[[ Data for this exercise open ]]

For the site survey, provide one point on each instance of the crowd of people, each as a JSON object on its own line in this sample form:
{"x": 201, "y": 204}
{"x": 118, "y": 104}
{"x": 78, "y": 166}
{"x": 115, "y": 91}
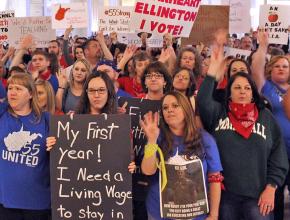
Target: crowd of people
{"x": 232, "y": 114}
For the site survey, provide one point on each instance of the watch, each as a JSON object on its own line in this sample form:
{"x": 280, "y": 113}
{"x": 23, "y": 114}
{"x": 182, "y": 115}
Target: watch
{"x": 273, "y": 185}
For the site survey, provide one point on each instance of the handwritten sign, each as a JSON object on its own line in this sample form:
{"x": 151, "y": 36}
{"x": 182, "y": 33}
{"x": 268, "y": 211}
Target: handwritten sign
{"x": 133, "y": 38}
{"x": 240, "y": 19}
{"x": 275, "y": 19}
{"x": 240, "y": 54}
{"x": 184, "y": 196}
{"x": 4, "y": 16}
{"x": 210, "y": 18}
{"x": 64, "y": 15}
{"x": 114, "y": 19}
{"x": 137, "y": 108}
{"x": 89, "y": 174}
{"x": 163, "y": 16}
{"x": 38, "y": 27}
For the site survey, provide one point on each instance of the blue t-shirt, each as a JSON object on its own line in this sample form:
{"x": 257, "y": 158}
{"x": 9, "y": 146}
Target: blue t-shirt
{"x": 24, "y": 162}
{"x": 122, "y": 93}
{"x": 210, "y": 164}
{"x": 275, "y": 96}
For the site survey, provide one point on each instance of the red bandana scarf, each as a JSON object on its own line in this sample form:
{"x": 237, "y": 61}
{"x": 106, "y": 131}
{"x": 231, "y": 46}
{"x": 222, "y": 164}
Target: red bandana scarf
{"x": 243, "y": 117}
{"x": 45, "y": 75}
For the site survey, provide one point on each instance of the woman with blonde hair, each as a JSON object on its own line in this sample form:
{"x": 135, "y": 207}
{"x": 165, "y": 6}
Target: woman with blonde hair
{"x": 24, "y": 176}
{"x": 273, "y": 83}
{"x": 68, "y": 94}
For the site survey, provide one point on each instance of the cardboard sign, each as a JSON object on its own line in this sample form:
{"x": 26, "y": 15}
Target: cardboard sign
{"x": 88, "y": 165}
{"x": 4, "y": 16}
{"x": 38, "y": 27}
{"x": 114, "y": 19}
{"x": 64, "y": 15}
{"x": 275, "y": 19}
{"x": 184, "y": 196}
{"x": 137, "y": 108}
{"x": 210, "y": 18}
{"x": 154, "y": 41}
{"x": 240, "y": 18}
{"x": 240, "y": 54}
{"x": 163, "y": 16}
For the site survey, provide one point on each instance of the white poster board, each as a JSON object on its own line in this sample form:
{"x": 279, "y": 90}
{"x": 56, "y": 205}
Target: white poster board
{"x": 276, "y": 20}
{"x": 38, "y": 27}
{"x": 64, "y": 15}
{"x": 176, "y": 17}
{"x": 114, "y": 19}
{"x": 240, "y": 19}
{"x": 4, "y": 16}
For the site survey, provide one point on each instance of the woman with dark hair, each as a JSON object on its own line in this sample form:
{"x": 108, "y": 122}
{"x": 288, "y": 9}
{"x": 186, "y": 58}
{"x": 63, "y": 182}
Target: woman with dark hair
{"x": 69, "y": 93}
{"x": 250, "y": 144}
{"x": 184, "y": 82}
{"x": 24, "y": 164}
{"x": 178, "y": 136}
{"x": 155, "y": 81}
{"x": 238, "y": 65}
{"x": 98, "y": 95}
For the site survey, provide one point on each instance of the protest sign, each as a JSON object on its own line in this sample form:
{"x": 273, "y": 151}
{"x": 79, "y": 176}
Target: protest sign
{"x": 184, "y": 196}
{"x": 137, "y": 108}
{"x": 89, "y": 167}
{"x": 4, "y": 16}
{"x": 240, "y": 18}
{"x": 210, "y": 18}
{"x": 163, "y": 16}
{"x": 133, "y": 38}
{"x": 64, "y": 15}
{"x": 38, "y": 27}
{"x": 240, "y": 54}
{"x": 275, "y": 19}
{"x": 114, "y": 19}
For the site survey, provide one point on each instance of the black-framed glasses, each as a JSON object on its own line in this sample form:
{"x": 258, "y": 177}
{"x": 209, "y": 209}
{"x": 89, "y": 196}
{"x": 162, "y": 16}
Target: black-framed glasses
{"x": 100, "y": 91}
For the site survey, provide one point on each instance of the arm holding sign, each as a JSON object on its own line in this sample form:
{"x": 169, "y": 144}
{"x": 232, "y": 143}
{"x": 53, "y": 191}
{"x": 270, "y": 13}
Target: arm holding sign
{"x": 259, "y": 60}
{"x": 26, "y": 42}
{"x": 107, "y": 54}
{"x": 150, "y": 127}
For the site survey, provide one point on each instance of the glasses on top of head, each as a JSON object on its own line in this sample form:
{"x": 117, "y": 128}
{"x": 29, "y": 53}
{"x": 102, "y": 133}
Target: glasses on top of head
{"x": 101, "y": 91}
{"x": 155, "y": 75}
{"x": 173, "y": 106}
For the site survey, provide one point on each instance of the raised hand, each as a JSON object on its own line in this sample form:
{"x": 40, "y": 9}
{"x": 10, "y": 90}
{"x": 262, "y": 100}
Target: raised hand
{"x": 67, "y": 32}
{"x": 217, "y": 63}
{"x": 26, "y": 42}
{"x": 263, "y": 38}
{"x": 150, "y": 126}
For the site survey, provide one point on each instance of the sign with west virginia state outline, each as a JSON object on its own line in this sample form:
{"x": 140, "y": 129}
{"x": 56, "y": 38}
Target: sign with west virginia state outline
{"x": 64, "y": 15}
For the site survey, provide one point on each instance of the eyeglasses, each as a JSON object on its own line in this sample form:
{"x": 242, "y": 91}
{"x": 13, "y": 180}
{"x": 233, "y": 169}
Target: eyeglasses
{"x": 181, "y": 77}
{"x": 155, "y": 75}
{"x": 173, "y": 106}
{"x": 101, "y": 91}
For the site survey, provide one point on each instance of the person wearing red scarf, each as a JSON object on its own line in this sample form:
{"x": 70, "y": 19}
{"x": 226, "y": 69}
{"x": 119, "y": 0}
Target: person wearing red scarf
{"x": 249, "y": 140}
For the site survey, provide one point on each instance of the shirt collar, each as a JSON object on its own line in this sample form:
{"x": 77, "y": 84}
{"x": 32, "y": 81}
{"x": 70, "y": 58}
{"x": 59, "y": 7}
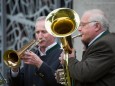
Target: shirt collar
{"x": 96, "y": 38}
{"x": 47, "y": 48}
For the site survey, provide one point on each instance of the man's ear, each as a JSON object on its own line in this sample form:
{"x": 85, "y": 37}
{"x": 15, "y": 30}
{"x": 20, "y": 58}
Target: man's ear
{"x": 97, "y": 26}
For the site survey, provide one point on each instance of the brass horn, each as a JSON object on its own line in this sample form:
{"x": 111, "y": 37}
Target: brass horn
{"x": 12, "y": 57}
{"x": 62, "y": 22}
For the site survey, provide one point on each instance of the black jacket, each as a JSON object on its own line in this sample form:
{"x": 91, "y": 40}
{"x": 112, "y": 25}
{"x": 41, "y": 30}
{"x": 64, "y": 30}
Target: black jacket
{"x": 44, "y": 76}
{"x": 97, "y": 67}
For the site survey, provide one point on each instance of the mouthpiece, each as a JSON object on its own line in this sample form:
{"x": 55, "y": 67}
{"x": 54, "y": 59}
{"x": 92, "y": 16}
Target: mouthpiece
{"x": 79, "y": 35}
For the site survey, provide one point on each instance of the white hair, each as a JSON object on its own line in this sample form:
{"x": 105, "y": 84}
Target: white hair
{"x": 99, "y": 16}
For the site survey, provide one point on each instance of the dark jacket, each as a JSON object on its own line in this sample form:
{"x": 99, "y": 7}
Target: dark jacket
{"x": 44, "y": 76}
{"x": 97, "y": 67}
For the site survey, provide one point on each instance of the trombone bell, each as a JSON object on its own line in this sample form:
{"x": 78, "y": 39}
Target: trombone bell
{"x": 62, "y": 22}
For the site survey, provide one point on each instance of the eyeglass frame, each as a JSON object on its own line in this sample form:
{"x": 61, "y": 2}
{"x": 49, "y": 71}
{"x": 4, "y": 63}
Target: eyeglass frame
{"x": 84, "y": 24}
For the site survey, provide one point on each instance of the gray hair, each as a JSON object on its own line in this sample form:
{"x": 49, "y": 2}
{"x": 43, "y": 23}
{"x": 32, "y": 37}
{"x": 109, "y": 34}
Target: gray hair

[[ Data for this exercise closed ]]

## Assignment
Find the number of lines in the records that include the word "gray". Write only that number.

## Completed task
2